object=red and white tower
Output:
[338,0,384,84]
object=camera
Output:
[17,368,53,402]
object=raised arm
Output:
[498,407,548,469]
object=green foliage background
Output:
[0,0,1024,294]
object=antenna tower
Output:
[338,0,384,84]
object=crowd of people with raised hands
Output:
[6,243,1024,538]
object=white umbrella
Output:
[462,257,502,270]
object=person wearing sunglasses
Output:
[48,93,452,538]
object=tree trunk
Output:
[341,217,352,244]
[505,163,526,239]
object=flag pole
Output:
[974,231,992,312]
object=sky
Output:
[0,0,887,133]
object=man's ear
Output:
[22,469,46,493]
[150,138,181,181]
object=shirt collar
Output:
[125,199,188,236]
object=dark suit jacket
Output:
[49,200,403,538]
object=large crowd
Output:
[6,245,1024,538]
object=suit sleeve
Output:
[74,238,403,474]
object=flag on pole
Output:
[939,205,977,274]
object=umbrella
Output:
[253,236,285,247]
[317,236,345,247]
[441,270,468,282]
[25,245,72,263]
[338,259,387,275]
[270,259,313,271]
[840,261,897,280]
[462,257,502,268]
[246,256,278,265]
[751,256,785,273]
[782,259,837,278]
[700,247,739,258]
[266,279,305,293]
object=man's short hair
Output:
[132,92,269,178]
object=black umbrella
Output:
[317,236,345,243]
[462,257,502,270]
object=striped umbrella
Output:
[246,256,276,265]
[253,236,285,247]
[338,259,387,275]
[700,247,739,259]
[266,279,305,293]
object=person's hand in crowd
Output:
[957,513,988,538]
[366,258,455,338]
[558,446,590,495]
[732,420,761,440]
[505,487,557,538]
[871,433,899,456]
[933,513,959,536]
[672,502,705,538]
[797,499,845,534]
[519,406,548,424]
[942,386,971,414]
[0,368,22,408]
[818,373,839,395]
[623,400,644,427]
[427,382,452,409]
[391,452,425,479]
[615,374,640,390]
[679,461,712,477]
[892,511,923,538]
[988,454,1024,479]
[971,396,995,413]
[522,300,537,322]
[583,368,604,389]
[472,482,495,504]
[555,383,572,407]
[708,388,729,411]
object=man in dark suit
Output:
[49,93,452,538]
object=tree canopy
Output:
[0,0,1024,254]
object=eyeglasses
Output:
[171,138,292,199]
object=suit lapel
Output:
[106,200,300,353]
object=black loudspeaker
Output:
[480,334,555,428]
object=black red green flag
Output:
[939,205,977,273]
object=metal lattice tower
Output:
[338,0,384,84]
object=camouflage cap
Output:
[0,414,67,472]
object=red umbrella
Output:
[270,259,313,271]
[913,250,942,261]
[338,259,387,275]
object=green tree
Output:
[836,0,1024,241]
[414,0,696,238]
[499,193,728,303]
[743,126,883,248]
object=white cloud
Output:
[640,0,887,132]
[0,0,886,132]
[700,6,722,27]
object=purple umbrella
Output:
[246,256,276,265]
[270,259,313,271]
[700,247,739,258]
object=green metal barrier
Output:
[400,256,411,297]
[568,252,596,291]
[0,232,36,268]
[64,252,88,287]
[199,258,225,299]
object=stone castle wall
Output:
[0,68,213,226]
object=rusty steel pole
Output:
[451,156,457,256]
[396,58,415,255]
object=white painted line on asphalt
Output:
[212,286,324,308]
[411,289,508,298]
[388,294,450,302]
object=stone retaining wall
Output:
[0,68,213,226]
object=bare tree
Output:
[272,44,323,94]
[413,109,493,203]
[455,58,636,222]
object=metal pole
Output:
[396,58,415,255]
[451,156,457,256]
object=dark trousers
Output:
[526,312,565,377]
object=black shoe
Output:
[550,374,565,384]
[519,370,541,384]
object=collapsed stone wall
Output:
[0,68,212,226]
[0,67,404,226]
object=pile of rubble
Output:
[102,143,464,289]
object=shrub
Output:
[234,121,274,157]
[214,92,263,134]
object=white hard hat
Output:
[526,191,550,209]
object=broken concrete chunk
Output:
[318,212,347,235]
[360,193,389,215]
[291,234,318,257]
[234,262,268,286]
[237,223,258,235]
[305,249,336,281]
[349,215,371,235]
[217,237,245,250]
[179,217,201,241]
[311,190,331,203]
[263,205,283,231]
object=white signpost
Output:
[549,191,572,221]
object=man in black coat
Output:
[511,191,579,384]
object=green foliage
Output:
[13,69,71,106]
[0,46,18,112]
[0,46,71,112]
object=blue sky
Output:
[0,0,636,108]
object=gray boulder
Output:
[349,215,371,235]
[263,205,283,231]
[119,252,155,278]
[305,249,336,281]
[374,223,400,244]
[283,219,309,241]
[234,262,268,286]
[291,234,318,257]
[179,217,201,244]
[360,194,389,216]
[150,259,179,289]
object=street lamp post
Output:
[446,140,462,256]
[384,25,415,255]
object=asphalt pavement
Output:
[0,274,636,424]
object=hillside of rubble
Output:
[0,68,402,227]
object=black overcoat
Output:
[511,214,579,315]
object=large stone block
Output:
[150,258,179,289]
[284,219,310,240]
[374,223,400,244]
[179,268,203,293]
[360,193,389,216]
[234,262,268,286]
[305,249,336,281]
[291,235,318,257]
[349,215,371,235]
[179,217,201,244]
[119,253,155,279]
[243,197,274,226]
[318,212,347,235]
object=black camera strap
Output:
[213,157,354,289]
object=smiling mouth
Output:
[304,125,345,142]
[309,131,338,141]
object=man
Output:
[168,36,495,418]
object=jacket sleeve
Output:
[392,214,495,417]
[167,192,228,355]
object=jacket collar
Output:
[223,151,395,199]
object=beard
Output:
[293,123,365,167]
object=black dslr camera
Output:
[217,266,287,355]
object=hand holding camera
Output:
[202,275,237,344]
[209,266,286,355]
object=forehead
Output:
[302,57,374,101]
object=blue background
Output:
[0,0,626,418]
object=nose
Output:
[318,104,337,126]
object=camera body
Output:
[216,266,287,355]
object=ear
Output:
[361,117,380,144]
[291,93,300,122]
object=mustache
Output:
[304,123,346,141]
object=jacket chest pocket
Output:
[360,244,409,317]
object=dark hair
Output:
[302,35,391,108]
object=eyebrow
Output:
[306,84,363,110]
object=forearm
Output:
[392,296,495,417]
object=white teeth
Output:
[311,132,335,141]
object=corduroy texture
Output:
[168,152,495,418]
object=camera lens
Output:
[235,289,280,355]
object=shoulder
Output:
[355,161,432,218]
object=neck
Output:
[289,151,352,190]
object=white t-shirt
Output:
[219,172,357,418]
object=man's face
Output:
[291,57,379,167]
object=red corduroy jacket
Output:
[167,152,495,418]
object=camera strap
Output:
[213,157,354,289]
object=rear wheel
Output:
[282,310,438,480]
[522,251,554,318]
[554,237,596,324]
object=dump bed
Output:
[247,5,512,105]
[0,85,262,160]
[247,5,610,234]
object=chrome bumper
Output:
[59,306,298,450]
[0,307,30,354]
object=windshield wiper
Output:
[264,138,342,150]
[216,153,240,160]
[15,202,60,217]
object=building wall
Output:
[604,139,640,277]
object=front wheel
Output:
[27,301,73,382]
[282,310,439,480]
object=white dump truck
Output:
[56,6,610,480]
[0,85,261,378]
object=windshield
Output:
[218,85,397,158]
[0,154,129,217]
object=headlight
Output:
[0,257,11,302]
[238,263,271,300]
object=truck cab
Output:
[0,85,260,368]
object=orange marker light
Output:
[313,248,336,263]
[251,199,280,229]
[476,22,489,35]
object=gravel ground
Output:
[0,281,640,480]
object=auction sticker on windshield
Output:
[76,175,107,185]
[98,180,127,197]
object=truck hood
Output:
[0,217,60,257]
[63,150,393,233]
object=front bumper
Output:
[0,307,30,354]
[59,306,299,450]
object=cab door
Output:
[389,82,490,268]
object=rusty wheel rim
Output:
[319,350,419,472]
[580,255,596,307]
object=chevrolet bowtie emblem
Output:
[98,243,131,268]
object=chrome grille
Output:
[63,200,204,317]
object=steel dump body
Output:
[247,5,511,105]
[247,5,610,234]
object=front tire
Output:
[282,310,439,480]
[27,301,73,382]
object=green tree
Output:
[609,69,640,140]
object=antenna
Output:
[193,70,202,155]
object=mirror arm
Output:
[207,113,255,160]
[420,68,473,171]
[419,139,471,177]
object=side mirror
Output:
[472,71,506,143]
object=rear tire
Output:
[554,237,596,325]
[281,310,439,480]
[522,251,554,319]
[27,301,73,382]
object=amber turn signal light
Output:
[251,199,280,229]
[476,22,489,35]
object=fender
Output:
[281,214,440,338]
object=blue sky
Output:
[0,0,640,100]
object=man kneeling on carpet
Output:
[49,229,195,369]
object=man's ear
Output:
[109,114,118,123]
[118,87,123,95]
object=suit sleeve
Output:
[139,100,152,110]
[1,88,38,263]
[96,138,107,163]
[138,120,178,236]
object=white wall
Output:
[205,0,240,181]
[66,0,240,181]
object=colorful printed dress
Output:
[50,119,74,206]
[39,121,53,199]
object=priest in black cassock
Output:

• • •

Update the stretch from the line containing "object=steel dump body" through the end of the material by replacing "fender" with "mudguard", leaving every other line unchanged.

object=steel dump body
Output:
[247,5,511,105]
[247,5,610,234]
object=front tire
Output:
[282,310,439,480]
[27,301,73,382]
object=green tree
Output:
[609,69,640,140]
object=antenna
Output:
[193,70,202,155]
object=mirror arm
Output:
[207,113,255,160]
[420,68,473,171]
[419,139,471,177]
object=side mirror
Output:
[472,71,506,143]
object=rear tire
Output:
[554,237,596,325]
[281,310,439,480]
[522,251,554,319]
[27,301,73,382]
object=amber turn signal light
Output:
[251,199,280,229]
[476,22,489,35]
object=mudguard
Output:
[281,214,440,338]
object=blue sky
Output:
[0,0,640,100]
object=man kneeling on carpet
Output:
[49,229,195,369]
object=man's ear
Output:
[109,114,118,123]
[118,87,123,95]
object=suit sleeve
Output:
[139,100,152,110]
[1,88,38,263]
[96,138,107,163]
[138,120,178,236]
object=white wall
Output:
[205,0,240,181]
[66,0,240,181]
object=colorful printed dress
Output:
[50,119,74,206]
[39,121,53,199]
object=priest in black cassock
Output:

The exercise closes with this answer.